Le origini di un popolo e le evoluzioni socio-economiche

venerdì 1 aprile 2022


Lo storico romano Ammiano Marcellino, scrivendo intorno al 390, in una digressione della sua opera dipinge gli Unni come un popolo rozzo e incivile: “Il popolo degli Unni… supera ogni limite di barbarie. Siccome hanno l’abitudine di solcare profondamente con un coltello i bambini appena nati, affinché il vigore della barba, quando spunta al momento debito, si indebolisca a causa delle rughe delle cicatrici, invecchiano imberbi, senz’alcuna bellezza e simili ad eunuchi. Hanno membra robuste e salde, grosso collo e sono stranamente brutti e curvi, tanto che si potrebbero ritenere animali bipedi o simili a quei tronchi grossolanamente scolpiti che si trovano sui parapetti dei ponti… sono così rozzi nel tenore di vita da non aver bisogno né di fuoco né di cibi conditi, ma si nutrono di radici di erbe selvatiche e di carne cruda di qualsiasi animale, che riscaldano per un po’ di tempo tra le loro cosce e il dorso dei cavalli… Adoperano vesti di lino oppure fatte di topi selvatici, né dispongono di una veste di casa e di un’altra per fuori. Ma una volta che abbiano fermato al collo una tunica di colore sbiadito, non la depongono né la mutano finché, logorata dal lungo uso, non sia ridotta a brandelli… E nelle assemblee… tutti in questo medesimo atteggiamento discutono degli interessi comuni… Nessuno di loro ara né tocca mai la stiva di un aratro. Infatti tutti vagano senza aver sedi fisse, senza una casa o una legge o uno stabile tenore di vita. Assomigliano a gente in continua fuga sui carri che fungono loro da abitazione. Quivi le mogli tessono loro le orribili vesti, qui si accoppiano ai figli sino alla pubertà… Sono infidi e incostanti nelle tregue, mobilissimi ad ogni soffio di una nuova speranza e sacrificano ogni sentimento ad un violentissimo furore. Ignorano profondamente, come animali privi di ragione, il bene ed il male, sono ambigui ed oscuri quando parlano, né mai sono legati dal rispetto per una religione o superstizione, ma ardono di un’immensa avidità di oro. A tal punto sono mutevoli di temperamento e facili all’ira, che spesso in un sol giorno, senza alcuna provocazione, più volte tradiscono gli amici e nello stesso modo, senza bisogno che alcuno li plachi, si rappacificano”.

Dati sulle espressioni referenziali
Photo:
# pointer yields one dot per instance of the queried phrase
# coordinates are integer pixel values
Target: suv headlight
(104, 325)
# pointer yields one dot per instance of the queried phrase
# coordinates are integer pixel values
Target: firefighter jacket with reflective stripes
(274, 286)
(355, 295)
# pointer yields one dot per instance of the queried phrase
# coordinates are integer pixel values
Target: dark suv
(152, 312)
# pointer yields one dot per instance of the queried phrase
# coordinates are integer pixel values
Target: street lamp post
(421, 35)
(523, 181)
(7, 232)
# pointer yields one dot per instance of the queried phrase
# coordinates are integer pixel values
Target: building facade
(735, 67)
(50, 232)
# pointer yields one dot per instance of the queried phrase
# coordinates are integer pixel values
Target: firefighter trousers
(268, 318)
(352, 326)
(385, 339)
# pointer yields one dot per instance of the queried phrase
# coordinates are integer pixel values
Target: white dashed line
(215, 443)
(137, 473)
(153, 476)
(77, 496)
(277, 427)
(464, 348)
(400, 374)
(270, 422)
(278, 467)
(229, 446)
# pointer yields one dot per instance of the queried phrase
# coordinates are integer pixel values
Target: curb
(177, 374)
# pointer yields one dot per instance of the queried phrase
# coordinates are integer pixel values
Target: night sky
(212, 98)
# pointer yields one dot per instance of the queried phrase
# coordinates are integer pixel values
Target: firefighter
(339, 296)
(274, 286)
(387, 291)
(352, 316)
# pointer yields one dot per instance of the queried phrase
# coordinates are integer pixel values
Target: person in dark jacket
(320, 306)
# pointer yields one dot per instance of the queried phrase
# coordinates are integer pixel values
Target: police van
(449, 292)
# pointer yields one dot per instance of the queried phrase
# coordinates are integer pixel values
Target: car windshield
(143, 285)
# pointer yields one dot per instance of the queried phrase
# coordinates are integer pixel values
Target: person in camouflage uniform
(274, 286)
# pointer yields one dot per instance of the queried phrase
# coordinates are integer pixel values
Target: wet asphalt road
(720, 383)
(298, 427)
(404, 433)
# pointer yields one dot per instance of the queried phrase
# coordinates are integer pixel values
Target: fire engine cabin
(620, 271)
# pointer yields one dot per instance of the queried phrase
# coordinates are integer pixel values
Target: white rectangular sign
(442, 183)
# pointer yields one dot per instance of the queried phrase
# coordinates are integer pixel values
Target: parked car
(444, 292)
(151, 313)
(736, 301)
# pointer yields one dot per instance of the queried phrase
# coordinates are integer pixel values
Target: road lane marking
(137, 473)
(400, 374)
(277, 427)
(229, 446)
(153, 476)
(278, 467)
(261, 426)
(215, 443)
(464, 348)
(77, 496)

_COSA SI CHIEDE_
Nel testo sugli Unni, intorno a quale anno scriveva Ammiano Marcellino? Le voci vengono da un'altra fonte.

_RISPOSTA_
Intorno al 390.